EXERCISE DESCRIPTION
Nothing outside the range is wanted. Repeat exactly the lines below from the one with "like [70, 53]." through the one with "Target: green vegetation".

Items from a data source
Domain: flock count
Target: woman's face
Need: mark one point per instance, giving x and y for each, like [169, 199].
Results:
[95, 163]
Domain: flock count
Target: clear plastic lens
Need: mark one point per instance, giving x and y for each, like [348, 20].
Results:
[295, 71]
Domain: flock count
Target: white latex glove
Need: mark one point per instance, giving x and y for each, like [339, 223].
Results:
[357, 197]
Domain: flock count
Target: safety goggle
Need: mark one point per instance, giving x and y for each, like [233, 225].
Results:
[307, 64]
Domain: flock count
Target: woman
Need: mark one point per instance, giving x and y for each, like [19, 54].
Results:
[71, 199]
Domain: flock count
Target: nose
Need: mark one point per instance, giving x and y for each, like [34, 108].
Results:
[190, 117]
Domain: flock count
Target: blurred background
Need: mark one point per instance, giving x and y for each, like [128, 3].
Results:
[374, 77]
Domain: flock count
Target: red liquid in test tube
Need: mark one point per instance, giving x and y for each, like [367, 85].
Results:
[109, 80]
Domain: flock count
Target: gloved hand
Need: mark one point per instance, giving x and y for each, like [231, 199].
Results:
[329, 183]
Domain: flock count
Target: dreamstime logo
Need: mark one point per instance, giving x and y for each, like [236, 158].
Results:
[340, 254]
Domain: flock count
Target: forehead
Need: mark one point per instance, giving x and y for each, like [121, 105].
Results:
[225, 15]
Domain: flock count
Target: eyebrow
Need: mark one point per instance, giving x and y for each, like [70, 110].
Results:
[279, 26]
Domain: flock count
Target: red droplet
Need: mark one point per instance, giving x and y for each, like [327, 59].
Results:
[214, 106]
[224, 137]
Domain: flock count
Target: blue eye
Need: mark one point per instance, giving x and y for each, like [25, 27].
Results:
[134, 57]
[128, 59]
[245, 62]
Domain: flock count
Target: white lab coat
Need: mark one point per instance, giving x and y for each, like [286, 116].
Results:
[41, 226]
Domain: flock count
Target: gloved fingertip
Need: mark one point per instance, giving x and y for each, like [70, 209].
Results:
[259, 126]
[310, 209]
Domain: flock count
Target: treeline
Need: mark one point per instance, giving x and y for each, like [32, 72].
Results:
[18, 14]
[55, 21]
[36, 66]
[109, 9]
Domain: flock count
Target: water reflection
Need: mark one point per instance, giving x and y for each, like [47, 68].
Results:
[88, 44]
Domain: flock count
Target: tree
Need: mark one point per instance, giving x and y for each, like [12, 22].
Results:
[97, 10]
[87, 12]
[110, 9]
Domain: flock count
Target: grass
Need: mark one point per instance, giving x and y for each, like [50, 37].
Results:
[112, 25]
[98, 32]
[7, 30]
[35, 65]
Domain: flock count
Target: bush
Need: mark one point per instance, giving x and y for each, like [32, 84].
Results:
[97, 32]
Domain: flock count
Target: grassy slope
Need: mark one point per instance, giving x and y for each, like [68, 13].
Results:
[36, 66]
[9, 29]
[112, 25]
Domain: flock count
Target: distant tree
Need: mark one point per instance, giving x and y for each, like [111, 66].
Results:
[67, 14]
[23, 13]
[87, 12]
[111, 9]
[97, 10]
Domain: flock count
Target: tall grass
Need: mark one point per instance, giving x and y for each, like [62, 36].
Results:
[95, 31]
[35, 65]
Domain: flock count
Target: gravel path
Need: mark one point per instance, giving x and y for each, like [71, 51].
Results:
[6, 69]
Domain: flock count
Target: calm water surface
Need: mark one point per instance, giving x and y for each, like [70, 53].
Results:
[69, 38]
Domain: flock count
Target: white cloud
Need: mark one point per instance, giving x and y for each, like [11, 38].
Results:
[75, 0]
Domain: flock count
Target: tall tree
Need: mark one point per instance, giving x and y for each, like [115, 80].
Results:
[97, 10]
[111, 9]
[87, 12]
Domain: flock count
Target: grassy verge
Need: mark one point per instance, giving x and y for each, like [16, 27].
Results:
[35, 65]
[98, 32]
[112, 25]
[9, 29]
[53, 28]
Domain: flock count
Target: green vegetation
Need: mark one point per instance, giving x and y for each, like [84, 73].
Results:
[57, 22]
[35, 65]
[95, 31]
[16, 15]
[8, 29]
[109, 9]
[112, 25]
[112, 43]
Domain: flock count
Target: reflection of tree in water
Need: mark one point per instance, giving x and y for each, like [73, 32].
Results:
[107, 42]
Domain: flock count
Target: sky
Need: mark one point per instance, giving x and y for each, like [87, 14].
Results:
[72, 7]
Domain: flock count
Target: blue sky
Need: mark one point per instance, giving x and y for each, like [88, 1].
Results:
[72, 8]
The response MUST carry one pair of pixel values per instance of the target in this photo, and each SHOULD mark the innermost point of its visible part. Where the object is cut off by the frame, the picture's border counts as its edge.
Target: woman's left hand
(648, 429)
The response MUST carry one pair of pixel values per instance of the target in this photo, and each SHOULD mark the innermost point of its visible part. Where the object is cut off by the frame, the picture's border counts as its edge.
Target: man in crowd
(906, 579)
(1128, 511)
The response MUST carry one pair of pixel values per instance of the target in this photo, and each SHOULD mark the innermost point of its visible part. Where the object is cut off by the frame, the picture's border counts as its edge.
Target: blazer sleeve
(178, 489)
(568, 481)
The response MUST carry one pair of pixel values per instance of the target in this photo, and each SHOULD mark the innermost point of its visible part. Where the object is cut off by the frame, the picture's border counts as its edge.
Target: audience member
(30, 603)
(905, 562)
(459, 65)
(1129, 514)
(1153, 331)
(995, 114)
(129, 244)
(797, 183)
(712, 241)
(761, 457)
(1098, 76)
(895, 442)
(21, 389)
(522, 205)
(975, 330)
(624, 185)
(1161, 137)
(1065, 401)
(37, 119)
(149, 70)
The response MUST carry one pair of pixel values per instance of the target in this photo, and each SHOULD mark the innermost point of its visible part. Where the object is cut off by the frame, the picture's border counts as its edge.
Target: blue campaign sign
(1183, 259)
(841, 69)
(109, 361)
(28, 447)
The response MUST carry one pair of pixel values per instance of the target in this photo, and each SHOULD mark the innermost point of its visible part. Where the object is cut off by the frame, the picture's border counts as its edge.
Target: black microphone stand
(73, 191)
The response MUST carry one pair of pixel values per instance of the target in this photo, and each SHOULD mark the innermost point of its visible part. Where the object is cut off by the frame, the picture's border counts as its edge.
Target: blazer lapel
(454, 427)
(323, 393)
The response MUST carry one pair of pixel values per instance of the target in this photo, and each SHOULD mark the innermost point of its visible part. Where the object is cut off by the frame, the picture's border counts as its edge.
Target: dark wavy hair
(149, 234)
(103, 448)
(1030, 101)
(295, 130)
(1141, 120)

TASK SOLUTION
Need: mark one point per instance, giving x and y for each, like [70, 53].
Results:
[69, 38]
Domain: flock count
Target: white cloud
Need: mark one point per instance, giving x and y for each, like [11, 38].
Results:
[75, 0]
Domain: flock count
Target: tall tree
Need: mark one point per instance, giving x and y for each, like [115, 80].
Results:
[97, 10]
[111, 9]
[87, 12]
Domain: flock count
Target: grassy verge
Need: mark one point per instance, giving x and y for each, like [16, 27].
Results:
[35, 65]
[98, 32]
[112, 25]
[9, 29]
[53, 28]
Domain: flock count
Target: green vegetation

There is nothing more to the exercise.